> Task to complete
Which lines in the items below contain the word "plant"? Locate each one and copy it out in full.

(Point labeling items)
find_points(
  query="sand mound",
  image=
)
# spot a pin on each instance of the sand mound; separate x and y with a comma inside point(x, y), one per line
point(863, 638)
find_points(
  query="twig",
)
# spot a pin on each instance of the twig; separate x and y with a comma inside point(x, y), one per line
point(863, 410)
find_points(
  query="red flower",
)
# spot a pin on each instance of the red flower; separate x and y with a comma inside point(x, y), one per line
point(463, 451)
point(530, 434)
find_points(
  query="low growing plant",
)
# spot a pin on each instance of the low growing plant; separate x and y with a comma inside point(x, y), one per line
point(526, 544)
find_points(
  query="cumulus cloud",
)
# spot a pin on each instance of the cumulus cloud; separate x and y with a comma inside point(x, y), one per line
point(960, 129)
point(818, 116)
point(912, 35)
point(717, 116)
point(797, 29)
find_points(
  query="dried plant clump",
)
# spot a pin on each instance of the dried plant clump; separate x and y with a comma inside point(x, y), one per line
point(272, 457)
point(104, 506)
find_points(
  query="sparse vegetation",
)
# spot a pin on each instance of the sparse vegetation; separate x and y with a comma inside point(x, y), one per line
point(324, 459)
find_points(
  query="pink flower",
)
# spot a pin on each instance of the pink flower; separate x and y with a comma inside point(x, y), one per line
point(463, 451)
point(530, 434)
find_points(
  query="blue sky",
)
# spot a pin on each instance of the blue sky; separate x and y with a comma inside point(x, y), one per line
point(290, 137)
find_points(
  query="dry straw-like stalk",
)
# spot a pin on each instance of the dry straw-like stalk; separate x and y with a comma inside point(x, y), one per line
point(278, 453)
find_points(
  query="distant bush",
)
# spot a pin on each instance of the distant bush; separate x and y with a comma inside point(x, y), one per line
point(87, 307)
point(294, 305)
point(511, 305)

> Answer for the task
  query="low growing plant",
# spot a pin on each instance of the low growing plant; separate x and y with a comma inside point(x, y), one per line
  query="dried plant clump",
# spot a pin on each instance of the dried plant clump; separate x and y with a comma inside point(x, y), one per line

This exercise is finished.